### SUPPLIED MATERIAL
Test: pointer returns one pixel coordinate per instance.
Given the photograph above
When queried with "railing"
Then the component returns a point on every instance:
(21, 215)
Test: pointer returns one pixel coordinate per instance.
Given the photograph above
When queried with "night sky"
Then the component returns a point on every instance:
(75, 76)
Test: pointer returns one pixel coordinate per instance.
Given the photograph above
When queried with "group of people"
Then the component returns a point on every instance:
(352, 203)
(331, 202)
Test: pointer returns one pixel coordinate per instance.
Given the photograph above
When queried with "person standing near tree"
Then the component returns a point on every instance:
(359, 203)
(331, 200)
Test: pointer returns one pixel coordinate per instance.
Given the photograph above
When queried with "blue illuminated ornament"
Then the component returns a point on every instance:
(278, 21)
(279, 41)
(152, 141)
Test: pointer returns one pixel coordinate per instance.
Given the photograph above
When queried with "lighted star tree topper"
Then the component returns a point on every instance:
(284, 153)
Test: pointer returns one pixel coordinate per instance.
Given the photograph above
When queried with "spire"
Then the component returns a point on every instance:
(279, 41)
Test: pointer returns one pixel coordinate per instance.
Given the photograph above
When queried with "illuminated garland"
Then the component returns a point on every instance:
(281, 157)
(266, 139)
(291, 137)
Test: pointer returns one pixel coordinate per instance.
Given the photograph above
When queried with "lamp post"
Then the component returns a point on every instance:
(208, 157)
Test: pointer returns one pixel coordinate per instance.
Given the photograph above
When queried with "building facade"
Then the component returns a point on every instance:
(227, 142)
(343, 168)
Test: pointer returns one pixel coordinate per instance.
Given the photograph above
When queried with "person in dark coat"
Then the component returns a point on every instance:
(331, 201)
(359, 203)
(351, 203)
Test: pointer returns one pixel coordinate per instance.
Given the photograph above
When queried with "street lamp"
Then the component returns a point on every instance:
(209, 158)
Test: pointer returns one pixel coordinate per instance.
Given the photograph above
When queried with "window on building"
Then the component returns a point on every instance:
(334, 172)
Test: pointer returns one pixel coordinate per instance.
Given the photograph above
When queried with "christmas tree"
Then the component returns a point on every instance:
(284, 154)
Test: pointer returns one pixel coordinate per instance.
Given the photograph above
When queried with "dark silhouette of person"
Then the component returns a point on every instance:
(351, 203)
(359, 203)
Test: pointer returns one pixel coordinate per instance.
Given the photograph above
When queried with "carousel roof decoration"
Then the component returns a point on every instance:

### ACTIVITY
Repeat each entry exactly.

### SOLUTION
Test: pointer returns one pixel coordinate per instance.
Given the photograph above
When queried with "railing"
Then the component returns a point on every instance:
(21, 215)
Test: pointer returns one pixel coordinate per instance.
Given the photograph above
When queried with "night sky"
Then the component returns a point on every instance:
(75, 76)
Test: pointer returns one pixel coordinate per instance.
Given the photograph above
When queried with "group of people"
Then the component returns a point on every instance:
(352, 203)
(331, 202)
Test: pointer returns one pixel coordinate per instance.
Given the photograph above
When queried with "person standing near tree"
Then the component returns a point on every instance:
(359, 203)
(331, 200)
Test: pointer returns one pixel coordinate per instance.
Given the photograph above
When queried with "blue illuminated ornament"
Then the component returns a point on every instance:
(278, 21)
(279, 41)
(152, 141)
Test: pointer returns one pixel coordinate per instance.
Given the photograph above
When queried with "lighted star tree topper"
Then the component returns a point on every instance:
(284, 153)
Test: pointer returns one pixel coordinate per instance.
Given the photograph above
When queried with "spire"
Then the component returns a point on every instance:
(279, 41)
Test: pointer returns one pixel coordinate per instance.
Given the photograph above
When queried with "illuminated garland"
Then the component returns a point on every instance:
(281, 157)
(266, 139)
(291, 137)
Test: pointer returns one pixel coordinate per instance.
Given the photograph above
When queried with "lamp post"
Then the component returns a point on every instance:
(208, 157)
Test: pointer returns one pixel coordinate per instance.
Given the photograph above
When queried with "building facade"
Then the component returns a point on every instance:
(227, 142)
(343, 168)
Test: pointer returns one pixel coordinate per instance.
Given the photograph above
When queried with "person in dark coat"
Then the component returns a point on every instance:
(331, 201)
(359, 203)
(351, 203)
Test: pointer returns one pixel coordinate per instance.
Given the photograph above
When queried with "street lamp"
Then the component returns a point on every instance:
(209, 158)
Test: pointer returns one pixel coordinate per instance.
Given the photograph above
When queried with "window on building"
Then the component returns a point on every instance:
(334, 172)
Test: pointer returns one pixel coordinate per instance.
Given the photograph above
When queried with "christmas tree"
Then the component returns a point on every instance:
(284, 154)
Test: pointer returns one pixel coordinate per instance.
Given the photograph above
When queried with "dark silhouette of person"
Then the component returns a point on every instance:
(351, 203)
(359, 203)
Test: pointer returns one pixel coordinate per instance.
Given the photograph above
When queried with "carousel roof decoration"
Then the component returns a point on every instance:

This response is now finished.